Output all entries verbatim, dropping pictures.

- [PROVIDED RECORDS]

== Segment start ==

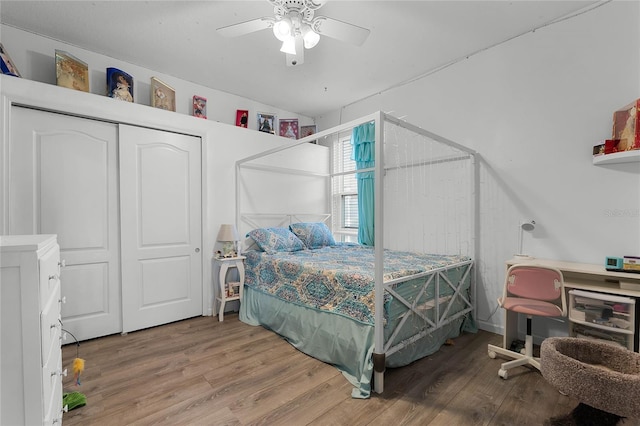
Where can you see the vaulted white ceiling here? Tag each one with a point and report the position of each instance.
(408, 39)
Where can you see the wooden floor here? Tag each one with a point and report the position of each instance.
(203, 372)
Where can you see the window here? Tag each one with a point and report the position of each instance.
(345, 191)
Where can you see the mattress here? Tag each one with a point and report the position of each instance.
(323, 302)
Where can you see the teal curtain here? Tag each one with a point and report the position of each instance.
(363, 153)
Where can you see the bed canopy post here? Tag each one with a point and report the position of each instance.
(379, 351)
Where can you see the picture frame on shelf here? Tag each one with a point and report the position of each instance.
(308, 131)
(267, 122)
(242, 118)
(163, 96)
(6, 64)
(199, 106)
(71, 72)
(119, 85)
(289, 128)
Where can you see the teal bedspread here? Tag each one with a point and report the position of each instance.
(323, 302)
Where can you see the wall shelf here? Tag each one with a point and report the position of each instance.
(618, 157)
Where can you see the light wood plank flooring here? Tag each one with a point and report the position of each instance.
(204, 372)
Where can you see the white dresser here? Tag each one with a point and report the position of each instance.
(30, 326)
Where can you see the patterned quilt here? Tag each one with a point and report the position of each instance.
(338, 279)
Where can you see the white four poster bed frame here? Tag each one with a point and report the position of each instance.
(247, 220)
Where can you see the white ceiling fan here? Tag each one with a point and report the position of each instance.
(296, 26)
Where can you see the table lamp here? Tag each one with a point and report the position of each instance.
(528, 226)
(228, 235)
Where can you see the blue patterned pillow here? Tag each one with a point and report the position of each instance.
(273, 240)
(313, 234)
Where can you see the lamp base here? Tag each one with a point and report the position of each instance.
(228, 249)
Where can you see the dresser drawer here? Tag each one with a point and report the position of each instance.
(52, 384)
(49, 265)
(51, 325)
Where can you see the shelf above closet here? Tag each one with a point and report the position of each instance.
(618, 157)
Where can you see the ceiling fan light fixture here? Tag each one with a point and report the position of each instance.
(310, 37)
(289, 45)
(282, 29)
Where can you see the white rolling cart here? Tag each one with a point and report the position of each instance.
(229, 290)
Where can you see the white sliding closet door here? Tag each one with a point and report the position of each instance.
(63, 180)
(160, 180)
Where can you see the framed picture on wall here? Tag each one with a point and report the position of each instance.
(308, 131)
(162, 95)
(242, 118)
(6, 64)
(71, 72)
(119, 85)
(289, 128)
(199, 106)
(267, 122)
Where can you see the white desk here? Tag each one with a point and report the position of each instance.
(581, 276)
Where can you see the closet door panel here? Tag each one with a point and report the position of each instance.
(160, 177)
(63, 180)
(84, 185)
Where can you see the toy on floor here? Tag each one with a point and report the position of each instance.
(72, 400)
(78, 368)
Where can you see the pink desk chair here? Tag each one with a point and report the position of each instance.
(534, 291)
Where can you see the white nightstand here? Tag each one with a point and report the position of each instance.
(229, 290)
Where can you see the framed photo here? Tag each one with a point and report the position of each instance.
(119, 85)
(199, 106)
(307, 131)
(162, 95)
(267, 123)
(6, 64)
(242, 118)
(71, 72)
(289, 128)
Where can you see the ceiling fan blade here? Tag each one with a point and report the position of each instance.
(340, 30)
(247, 27)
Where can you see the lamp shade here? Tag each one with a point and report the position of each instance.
(228, 232)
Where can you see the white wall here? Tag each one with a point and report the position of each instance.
(533, 108)
(223, 142)
(34, 56)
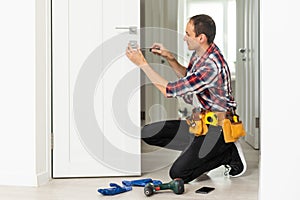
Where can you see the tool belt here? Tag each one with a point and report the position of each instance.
(232, 127)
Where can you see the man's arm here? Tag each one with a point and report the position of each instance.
(137, 58)
(159, 49)
(178, 68)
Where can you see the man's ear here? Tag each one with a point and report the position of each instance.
(202, 38)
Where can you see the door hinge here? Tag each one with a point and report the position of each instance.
(257, 123)
(143, 115)
(52, 141)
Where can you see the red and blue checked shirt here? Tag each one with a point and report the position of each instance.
(208, 78)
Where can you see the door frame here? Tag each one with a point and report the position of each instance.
(248, 69)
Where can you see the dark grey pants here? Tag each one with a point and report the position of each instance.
(199, 154)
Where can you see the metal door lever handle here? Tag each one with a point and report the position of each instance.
(132, 29)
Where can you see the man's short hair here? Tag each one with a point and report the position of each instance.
(206, 25)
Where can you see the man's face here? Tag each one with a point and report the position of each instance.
(190, 37)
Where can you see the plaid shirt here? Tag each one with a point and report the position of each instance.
(208, 78)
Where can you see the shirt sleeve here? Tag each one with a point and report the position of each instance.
(195, 82)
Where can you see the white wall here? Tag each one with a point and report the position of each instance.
(22, 88)
(280, 97)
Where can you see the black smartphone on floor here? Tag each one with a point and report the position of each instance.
(204, 190)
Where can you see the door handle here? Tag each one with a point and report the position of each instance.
(132, 29)
(242, 50)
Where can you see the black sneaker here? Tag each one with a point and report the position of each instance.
(237, 165)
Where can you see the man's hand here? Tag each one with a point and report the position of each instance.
(159, 49)
(136, 56)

== Segment end ==

- [WORKED SOLUTION]
Where can you see the vaulted white ceiling here? Tag each one with a point and report the position of each instance.
(408, 39)
Where can you see the wooden floor here? Tag each one with a point and report the position of each instance.
(203, 372)
Where can you see the window here? Tag each one with a point and report the position of each instance.
(345, 191)
Where can you see the mattress here? Tag each one with a point and report the position of each instance.
(323, 302)
Where can you see the teal curtain here? Tag each one with a point and report the position of each instance.
(363, 153)
Where can you see the bed canopy post here? Tag each one with a point and report the position of each instance.
(379, 351)
Where can you see the picture frame on shelf here? Tag each one with a point and report the position of each instance.
(308, 131)
(267, 122)
(242, 118)
(163, 96)
(6, 64)
(199, 106)
(71, 72)
(119, 85)
(289, 128)
Where can you see the teal bedspread here? Tag each one with a point and report the position of each instance.
(323, 302)
Where can you see the wall shelf here? Tag each one with a point and report the position of each instance.
(618, 157)
Where can you see the light wood plank flooring here? Tag each one with a point and report the position of each instance.
(204, 372)
Where can you see the white dresser here? Tag each one with a point and report the position of each instance.
(30, 326)
Where can you see the patterned quilt here? Tag each one with a point and report the position of each instance.
(338, 279)
Where can you see the white four poster bed frame here? Tag each one with a point and report the position of each instance.
(247, 220)
Where can you see the white ceiling fan here? Tag each one with a point and report the position of each instance.
(296, 26)
Where can you see the table lamp here? Tag each one with a point and report the position of each instance.
(528, 226)
(228, 235)
Where can you see the blue patterned pillow here? Tag each one with a point and report the position of each instance.
(273, 240)
(313, 234)
Where can you see the lamp base here? Tag each one with a point and report the position of each instance.
(228, 249)
Where can you see the dresser drawer here? Tag each one with a point and report the position of each instance.
(52, 384)
(49, 265)
(51, 325)
Where can you see the shelf above closet here? Tag each one with a point and report the position of each instance.
(618, 157)
Where can you see the ceiling fan light fixture here? Tag each one with a point and report the position of each instance.
(310, 37)
(289, 45)
(282, 29)
Where can you see the white rolling cart here? Tag each one with a point and report the position of each instance.
(229, 290)
Where can you see the white sliding closet door here? Tag each one with a point and report the position of each instance.
(63, 180)
(160, 180)
Where can you see the framed picture on wall here? Tag each one with a point and report the position of each instance.
(308, 131)
(162, 95)
(242, 118)
(6, 64)
(71, 72)
(119, 85)
(289, 128)
(199, 106)
(267, 122)
Where can you see the white desk here? Tag each one with a point and report the position of each instance.
(581, 276)
Where can you see the closet door panel here? Tag each one with a point and report the position of each instance.
(160, 177)
(63, 180)
(84, 185)
Where can you see the toy on floor here? Tag each one with a point and report the position of each instance.
(72, 400)
(78, 368)
Where can you see the pink desk chair here? Tag each one with a point and report the position of each instance.
(534, 291)
Where can you see the white nightstand here? Tag each one with a point and report the position of each instance.
(229, 290)
Where can you see the framed photo here? Tag each one with a point and report the position of each instance.
(119, 85)
(199, 106)
(307, 131)
(162, 95)
(267, 123)
(6, 64)
(242, 118)
(71, 72)
(289, 128)
Where can you see the ceiling fan blade here? Tag each one with a point and report the position of each instance.
(340, 30)
(247, 27)
Where can you see the lamp shade here? Tag each one with a point and report the position of each instance.
(228, 232)
Where can you see the white wall here? Tag each one with a point and report the position of each instance.
(533, 108)
(223, 142)
(34, 56)
Where can you see the tool belt here? Tag each one with a point and report the position of each instance.
(232, 127)
Where can you see the man's arm here? Tag each one with a point and report the position of each instance.
(137, 58)
(159, 49)
(178, 68)
Where can you see the man's ear here? Tag each one with a point and report the position of each instance.
(202, 38)
Where can you see the door hinge here? Tag each one with a point and report the position of each instance.
(257, 123)
(143, 115)
(52, 141)
Where can you see the red and blue checked shirt here? Tag each one with a point and report the position of each instance.
(208, 78)
Where can you see the door frame here? Tag each one with a point and report the position of each instance.
(248, 69)
Where can you see the dark grey pants here? Tag each one with a point and report the position of each instance.
(199, 154)
Where can you see the metal door lever handle here? Tag each one with a point and report the position of each instance.
(132, 29)
Where can you see the man's short hair here? Tag each one with a point and report the position of each instance.
(206, 25)
Where can you see the man's face here? Tag each one with a point and report the position of each instance.
(190, 37)
Where can you see the plaid shirt here? Tag each one with a point and report the position of each instance.
(208, 78)
Where can you see the shirt sleeve here? Tag each one with a point and report the position of each instance.
(195, 82)
Where can you see the white wall here? Tag each one with a point and report the position of each instance.
(22, 88)
(280, 97)
Where can you see the black smartphone on floor here? Tag each one with a point and report the position of each instance.
(204, 190)
Where can you see the door handle here? Tag each one with a point and report the position of each instance.
(132, 29)
(242, 50)
Where can you see the black sneaker here? Tag each one with a point and report the position of each instance.
(237, 165)
Where can you see the man's hand here? Tag each one with a point and report the position of each instance.
(159, 49)
(136, 56)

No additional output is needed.